The problem>
Extract every line of the items below that contains the word "outline". Case counts.

Items listed in a dataset
___

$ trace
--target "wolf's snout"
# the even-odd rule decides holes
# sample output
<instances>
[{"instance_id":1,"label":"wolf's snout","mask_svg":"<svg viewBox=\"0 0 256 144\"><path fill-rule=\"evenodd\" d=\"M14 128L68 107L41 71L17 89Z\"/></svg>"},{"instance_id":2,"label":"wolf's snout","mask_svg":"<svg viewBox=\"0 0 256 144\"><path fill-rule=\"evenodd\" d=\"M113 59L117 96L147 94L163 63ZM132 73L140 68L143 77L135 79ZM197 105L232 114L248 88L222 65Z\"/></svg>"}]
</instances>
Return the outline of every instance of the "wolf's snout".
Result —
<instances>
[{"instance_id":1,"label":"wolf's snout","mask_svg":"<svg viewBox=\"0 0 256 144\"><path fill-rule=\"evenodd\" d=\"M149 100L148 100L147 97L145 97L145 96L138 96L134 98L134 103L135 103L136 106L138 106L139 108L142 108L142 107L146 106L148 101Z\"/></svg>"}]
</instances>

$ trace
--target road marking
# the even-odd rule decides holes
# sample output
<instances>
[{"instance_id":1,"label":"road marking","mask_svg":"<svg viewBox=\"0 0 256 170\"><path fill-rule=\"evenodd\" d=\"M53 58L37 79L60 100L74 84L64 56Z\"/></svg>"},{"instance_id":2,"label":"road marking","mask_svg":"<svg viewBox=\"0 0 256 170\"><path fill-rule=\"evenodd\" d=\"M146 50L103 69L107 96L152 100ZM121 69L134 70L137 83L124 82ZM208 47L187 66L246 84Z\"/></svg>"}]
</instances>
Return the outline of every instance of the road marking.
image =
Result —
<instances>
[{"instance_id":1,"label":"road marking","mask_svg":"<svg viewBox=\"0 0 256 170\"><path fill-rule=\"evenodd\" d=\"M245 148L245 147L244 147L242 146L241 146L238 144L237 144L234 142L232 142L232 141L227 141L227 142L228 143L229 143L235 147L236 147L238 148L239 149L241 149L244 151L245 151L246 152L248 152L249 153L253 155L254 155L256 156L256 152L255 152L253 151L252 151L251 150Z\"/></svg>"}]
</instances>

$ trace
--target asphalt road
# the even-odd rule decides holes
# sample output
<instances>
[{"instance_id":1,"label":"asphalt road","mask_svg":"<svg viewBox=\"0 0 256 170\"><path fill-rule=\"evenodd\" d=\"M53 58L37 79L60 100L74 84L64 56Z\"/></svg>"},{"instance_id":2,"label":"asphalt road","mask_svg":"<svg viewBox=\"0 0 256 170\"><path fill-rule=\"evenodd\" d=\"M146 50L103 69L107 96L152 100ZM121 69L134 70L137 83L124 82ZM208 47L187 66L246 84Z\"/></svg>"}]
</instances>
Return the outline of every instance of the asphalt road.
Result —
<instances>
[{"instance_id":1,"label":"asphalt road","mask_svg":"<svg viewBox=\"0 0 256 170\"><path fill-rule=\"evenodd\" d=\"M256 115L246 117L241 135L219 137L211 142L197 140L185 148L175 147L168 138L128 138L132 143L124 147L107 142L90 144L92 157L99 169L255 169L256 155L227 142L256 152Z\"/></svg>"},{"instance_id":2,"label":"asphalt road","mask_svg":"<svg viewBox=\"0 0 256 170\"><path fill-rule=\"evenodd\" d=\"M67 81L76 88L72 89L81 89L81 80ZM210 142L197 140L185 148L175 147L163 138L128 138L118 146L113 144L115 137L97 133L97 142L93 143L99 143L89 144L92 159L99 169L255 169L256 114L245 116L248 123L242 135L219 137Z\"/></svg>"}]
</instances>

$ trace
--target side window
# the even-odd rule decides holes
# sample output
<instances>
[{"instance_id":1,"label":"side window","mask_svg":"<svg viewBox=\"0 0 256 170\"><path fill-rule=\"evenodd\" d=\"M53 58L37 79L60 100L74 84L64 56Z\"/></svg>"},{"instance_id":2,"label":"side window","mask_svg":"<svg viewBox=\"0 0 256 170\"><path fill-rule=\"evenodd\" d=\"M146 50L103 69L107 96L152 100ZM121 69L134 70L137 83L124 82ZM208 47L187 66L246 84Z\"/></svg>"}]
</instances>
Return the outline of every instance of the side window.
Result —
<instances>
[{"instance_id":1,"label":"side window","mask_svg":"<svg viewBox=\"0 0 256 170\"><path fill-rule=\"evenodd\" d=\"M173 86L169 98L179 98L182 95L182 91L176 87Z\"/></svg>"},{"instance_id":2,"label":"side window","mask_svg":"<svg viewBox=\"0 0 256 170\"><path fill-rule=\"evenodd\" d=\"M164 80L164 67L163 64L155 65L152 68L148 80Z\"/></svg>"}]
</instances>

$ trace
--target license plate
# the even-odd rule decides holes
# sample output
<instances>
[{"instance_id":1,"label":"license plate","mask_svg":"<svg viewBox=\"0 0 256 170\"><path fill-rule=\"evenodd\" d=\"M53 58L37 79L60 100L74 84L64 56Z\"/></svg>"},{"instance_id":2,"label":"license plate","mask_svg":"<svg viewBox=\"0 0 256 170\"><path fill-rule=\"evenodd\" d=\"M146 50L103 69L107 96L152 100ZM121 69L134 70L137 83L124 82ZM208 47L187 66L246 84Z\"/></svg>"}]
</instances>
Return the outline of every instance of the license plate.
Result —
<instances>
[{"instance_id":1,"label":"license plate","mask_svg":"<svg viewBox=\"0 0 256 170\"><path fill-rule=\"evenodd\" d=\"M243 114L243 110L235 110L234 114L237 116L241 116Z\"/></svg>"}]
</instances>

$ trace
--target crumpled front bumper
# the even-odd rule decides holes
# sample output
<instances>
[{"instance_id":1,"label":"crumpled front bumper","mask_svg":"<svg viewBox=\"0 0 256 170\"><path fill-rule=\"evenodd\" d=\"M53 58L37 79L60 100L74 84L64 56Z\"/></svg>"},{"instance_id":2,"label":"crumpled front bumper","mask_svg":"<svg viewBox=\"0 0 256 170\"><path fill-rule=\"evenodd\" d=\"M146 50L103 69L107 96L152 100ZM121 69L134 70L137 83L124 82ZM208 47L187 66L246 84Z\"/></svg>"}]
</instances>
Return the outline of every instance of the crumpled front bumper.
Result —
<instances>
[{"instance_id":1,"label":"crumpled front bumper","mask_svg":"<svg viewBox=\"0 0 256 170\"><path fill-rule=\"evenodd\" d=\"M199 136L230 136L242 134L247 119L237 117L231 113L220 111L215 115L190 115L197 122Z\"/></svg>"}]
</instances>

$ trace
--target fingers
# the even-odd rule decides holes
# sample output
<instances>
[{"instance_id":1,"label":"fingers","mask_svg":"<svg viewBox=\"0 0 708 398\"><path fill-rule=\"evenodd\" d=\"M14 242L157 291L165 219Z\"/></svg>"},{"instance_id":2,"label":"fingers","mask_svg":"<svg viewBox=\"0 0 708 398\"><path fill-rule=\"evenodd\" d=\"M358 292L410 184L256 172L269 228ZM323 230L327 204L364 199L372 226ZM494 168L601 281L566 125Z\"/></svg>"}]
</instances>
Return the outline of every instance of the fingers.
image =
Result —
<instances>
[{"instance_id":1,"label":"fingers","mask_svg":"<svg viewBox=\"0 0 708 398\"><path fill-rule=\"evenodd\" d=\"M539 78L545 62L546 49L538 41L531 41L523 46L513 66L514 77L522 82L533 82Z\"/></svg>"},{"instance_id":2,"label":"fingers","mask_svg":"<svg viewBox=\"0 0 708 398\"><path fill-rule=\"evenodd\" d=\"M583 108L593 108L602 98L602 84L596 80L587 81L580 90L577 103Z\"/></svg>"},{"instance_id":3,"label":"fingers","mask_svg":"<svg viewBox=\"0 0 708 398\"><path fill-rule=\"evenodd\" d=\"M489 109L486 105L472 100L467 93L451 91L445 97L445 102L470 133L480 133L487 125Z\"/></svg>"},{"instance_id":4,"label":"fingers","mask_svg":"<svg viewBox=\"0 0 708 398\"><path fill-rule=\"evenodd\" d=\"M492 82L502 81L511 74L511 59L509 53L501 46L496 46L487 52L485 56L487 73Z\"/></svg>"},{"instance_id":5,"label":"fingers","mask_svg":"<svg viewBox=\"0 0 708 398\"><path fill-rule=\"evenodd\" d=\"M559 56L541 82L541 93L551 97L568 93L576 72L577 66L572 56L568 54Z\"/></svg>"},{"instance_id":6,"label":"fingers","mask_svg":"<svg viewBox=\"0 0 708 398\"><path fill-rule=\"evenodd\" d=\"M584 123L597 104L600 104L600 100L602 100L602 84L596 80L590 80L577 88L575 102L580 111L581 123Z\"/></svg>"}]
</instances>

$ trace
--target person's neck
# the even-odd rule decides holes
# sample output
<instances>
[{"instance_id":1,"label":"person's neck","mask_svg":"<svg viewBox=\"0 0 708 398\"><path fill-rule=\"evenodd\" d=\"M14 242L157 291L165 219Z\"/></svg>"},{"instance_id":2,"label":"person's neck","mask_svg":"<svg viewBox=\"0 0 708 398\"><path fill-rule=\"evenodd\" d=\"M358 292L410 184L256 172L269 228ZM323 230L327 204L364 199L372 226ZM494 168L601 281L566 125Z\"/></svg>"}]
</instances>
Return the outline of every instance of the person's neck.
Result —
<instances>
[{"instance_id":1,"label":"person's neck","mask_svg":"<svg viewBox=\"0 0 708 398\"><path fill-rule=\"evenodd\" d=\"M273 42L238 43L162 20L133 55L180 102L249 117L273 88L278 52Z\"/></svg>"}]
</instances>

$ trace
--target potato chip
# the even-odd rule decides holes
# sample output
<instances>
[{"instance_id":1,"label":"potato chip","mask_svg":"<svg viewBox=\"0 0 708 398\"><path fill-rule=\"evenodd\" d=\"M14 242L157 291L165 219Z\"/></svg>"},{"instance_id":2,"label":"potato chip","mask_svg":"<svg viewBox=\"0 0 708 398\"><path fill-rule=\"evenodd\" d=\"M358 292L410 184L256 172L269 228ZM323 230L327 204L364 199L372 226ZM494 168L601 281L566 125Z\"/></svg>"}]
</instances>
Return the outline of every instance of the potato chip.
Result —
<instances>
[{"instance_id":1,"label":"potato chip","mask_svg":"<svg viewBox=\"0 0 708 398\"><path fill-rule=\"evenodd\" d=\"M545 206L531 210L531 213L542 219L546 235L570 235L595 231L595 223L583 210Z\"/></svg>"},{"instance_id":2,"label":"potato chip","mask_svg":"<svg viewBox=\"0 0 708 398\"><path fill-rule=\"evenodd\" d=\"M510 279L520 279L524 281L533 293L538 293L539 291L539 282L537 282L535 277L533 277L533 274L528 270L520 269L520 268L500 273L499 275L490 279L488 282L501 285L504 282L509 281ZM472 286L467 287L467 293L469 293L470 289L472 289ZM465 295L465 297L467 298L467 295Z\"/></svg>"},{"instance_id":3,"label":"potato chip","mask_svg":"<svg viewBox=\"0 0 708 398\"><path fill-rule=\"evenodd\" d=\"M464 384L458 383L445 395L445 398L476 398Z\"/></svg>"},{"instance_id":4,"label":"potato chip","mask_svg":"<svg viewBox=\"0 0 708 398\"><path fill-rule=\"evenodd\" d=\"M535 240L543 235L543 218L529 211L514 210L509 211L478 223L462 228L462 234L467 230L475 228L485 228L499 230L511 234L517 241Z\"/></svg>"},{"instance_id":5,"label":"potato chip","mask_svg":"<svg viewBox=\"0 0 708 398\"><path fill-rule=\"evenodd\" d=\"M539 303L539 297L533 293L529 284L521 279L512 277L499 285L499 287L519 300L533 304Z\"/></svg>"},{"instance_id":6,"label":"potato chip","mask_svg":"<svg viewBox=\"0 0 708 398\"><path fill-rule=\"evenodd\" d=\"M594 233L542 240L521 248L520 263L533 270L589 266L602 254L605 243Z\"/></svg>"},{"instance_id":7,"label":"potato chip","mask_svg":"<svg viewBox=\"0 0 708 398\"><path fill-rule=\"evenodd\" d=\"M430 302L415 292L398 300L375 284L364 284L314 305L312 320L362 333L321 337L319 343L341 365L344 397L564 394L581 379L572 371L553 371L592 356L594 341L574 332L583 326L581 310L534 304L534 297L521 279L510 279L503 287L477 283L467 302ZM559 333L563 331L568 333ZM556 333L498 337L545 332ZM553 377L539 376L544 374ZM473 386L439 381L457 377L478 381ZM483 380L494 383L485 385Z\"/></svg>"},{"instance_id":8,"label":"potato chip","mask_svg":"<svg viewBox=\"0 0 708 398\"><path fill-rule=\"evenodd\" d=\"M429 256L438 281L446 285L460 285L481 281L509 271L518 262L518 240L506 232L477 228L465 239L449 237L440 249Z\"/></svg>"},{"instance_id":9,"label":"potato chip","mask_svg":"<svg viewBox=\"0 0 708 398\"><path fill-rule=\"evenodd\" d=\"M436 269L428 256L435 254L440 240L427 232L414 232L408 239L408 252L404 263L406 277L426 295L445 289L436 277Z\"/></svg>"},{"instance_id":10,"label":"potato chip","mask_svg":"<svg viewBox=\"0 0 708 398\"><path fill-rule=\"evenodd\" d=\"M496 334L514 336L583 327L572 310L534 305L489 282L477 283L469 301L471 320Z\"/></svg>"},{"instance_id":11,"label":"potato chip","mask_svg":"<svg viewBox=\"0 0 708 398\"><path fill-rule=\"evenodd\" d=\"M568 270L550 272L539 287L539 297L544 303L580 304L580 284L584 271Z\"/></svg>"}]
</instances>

___

Task response>
Return the outline of every instance of the "wolf's snout".
Return the outline of every instance of the road marking.
Return the outline of every instance of the asphalt road.
Return the outline of every instance of the side window.
Return the outline of every instance of the license plate.
Return the outline of every instance of the crumpled front bumper.
Return the outline of every instance of the fingers.
Return the outline of every instance of the person's neck.
Return the outline of every instance of the potato chip.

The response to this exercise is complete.